(Point labeling entries)
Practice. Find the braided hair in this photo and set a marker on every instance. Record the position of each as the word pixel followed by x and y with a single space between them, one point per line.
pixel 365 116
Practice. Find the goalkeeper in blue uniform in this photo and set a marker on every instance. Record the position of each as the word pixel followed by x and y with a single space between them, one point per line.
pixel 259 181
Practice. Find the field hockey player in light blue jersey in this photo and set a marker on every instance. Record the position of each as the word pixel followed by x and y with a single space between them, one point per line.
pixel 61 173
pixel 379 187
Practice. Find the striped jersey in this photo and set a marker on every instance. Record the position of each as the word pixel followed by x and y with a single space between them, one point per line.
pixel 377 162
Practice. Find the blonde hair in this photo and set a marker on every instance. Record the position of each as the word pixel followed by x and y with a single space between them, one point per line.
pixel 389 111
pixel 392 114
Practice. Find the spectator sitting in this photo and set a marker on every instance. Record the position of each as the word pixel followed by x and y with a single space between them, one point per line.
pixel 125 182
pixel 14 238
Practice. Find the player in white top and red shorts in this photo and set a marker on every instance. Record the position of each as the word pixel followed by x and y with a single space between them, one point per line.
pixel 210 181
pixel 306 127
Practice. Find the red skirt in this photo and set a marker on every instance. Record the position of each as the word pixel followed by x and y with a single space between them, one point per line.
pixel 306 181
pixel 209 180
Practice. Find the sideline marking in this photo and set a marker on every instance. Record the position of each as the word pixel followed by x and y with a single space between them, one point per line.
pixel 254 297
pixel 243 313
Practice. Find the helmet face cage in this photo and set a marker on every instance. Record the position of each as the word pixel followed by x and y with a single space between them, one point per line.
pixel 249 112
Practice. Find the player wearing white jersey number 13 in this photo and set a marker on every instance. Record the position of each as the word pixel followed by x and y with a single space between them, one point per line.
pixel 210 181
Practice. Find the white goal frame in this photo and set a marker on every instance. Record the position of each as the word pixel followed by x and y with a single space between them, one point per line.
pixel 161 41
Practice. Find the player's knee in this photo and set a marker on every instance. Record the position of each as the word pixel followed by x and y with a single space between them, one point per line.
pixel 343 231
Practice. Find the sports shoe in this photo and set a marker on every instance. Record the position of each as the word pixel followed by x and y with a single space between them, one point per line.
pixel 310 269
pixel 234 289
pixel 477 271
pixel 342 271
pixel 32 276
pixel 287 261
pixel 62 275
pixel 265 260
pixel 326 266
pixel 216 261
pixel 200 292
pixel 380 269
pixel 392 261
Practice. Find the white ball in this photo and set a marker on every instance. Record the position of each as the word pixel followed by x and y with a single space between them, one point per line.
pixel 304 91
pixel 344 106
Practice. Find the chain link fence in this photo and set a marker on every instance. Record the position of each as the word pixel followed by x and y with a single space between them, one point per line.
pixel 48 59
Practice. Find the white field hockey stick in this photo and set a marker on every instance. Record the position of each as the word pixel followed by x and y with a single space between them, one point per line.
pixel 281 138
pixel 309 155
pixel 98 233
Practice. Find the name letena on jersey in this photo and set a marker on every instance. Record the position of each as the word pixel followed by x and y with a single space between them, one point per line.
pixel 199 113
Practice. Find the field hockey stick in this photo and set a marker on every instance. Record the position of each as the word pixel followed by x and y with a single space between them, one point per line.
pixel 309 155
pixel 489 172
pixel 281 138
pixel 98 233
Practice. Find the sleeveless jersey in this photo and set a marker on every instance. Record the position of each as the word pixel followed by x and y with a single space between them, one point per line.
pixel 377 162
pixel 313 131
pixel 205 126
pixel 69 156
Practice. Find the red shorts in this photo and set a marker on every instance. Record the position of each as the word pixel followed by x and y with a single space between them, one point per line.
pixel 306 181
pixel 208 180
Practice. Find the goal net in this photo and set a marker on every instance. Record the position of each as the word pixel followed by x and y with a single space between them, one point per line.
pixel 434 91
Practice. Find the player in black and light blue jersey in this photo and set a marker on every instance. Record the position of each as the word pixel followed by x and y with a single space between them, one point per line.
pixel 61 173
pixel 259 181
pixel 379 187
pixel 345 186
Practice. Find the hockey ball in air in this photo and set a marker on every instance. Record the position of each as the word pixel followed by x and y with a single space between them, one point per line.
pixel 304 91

> REQUEST:
Turn the entries above into a JSON list of strings, with each line as its own string and no blank lines included.

> RESULT FOR THIS EXERCISE:
[
  "Practice. Find the braided hair in this photo and set a marker on every instance. Record the position of each as the word pixel followed by x and y with a single space between them, one point per line.",
  "pixel 365 116",
  "Practice. Find the goalkeeper in blue uniform in this photo and set a marker on every instance. Record the position of each as the word pixel followed by x and y with a single space between them, one point per line.",
  "pixel 259 181",
  "Practice. Find the field hockey player in light blue jersey in this photo and set a marker on every instance. Record the position of each as the word pixel followed by x and y with a single space between them, one point per line.",
  "pixel 61 173",
  "pixel 379 187",
  "Practice. Find the striped jersey in this photo and set a marker on every instance. Record the position of each as the word pixel followed by x and y with a single space between them, one point per line.",
  "pixel 377 162",
  "Practice. Find the blonde hair in this photo and set a marker on every instance. Record the position of each as the word pixel followed by x and y with a single space between them, one point per line.",
  "pixel 389 111",
  "pixel 392 114",
  "Practice. Find the spectator sitting in this photo and set a marker on every instance. Record the position of each as the word pixel followed by x and y with a single space between them, one point per line.",
  "pixel 125 182",
  "pixel 14 238",
  "Practice. Find the player in white top and red shorts in this photo and set a marker on every instance. Record the position of each as the word pixel followed by x and y with a single space between them, one point per line.",
  "pixel 210 181",
  "pixel 306 127",
  "Practice. Find the red skirt in this photo and set a marker on every instance. Record the position of each as the word pixel followed by x and y with a single space between them, one point per line.",
  "pixel 306 181",
  "pixel 209 180",
  "Practice. Find the sideline marking in this photo and set a marker on every instance. Record the position of each as the word pixel followed by x and y with a single space between them, one point per line.",
  "pixel 254 297",
  "pixel 243 313",
  "Practice. Find the helmet face cage in this photo and set a marker on every instance. Record the position of each as the word pixel followed by x and y with a single space between them, one point per line.",
  "pixel 249 112",
  "Practice. Find the player wearing white jersey number 13 in this photo and set a marker on every instance. Record the position of each as the word pixel followed by x and y with a single space between them, one point per line.",
  "pixel 210 181",
  "Practice. Find the white goal frame in this photo and set a marker on every instance. Record the position of each as the word pixel followed by x and y with a single space between them, one point per line.",
  "pixel 161 41",
  "Practice. Find the player's knee in this photo and set a marker on every instance. Record the position of each as the word pixel followed by x and y with a single space between them, one point per line.",
  "pixel 343 231",
  "Practice. Find the sports shoe in this photo and set a marker on every instance. Record the position of each as the word pixel followed by x and y with a single space between them, one point per line.",
  "pixel 310 269",
  "pixel 234 289",
  "pixel 477 271",
  "pixel 342 271",
  "pixel 32 276",
  "pixel 287 261",
  "pixel 62 275",
  "pixel 265 260",
  "pixel 326 266",
  "pixel 216 261",
  "pixel 200 292",
  "pixel 380 269",
  "pixel 392 261",
  "Practice. Find the white ball in this photo and set a marker on every instance. Record the position of each as the word pixel followed by x and y with a single space between them, one point per line.",
  "pixel 304 91",
  "pixel 344 106",
  "Practice. Find the chain link fence in this photo and set a marker on every instance. Record the position of each as the word pixel followed by x and y with a single space between them, one point per line.",
  "pixel 48 59",
  "Practice. Find the white field hockey stick in this photo and set a marker on every instance. Record the position of each as the word pixel followed by x and y with a single space between them, one point per line.",
  "pixel 281 138",
  "pixel 309 155",
  "pixel 98 233",
  "Practice. Find the name letena on jersey in this photo and set a marker on every instance. Record the position of each as the word pixel followed by x and y with a single space between them, one point per line.",
  "pixel 199 113",
  "Practice. Find the field hockey stick in this photo and set a marker on every instance. Record the position of each as the word pixel followed by x and y with a single space between them, one point per line.",
  "pixel 309 155",
  "pixel 489 172",
  "pixel 281 138",
  "pixel 98 233",
  "Practice. Find the sleeveless jersey in this photo and set a marker on every instance. Record the position of each as the word pixel followed by x and y with a single space between them, one point per line.",
  "pixel 377 162",
  "pixel 313 131",
  "pixel 205 126",
  "pixel 69 156",
  "Practice. Find the red shorts in this photo and set a marker on every instance. Record the position of each as the word pixel followed by x and y with a single space between them, one point per line.",
  "pixel 306 181",
  "pixel 208 180",
  "Practice. Find the goal net in this photo and set a marker on every instance. Record the position of each as the word pixel followed by x and y with a single space between them, one point per line.",
  "pixel 434 91",
  "Practice. Find the player in black and light blue jersey in this photo and set a marker on every instance. Record the position of each as the word pixel followed by x and y with a single space between them, one point per line.",
  "pixel 61 173",
  "pixel 259 181",
  "pixel 379 187",
  "pixel 345 186",
  "Practice. Find the hockey ball in air in this photo and set a marker on every instance. Record the position of each as the word pixel followed by x and y with a single space between them, one point per line.",
  "pixel 304 91"
]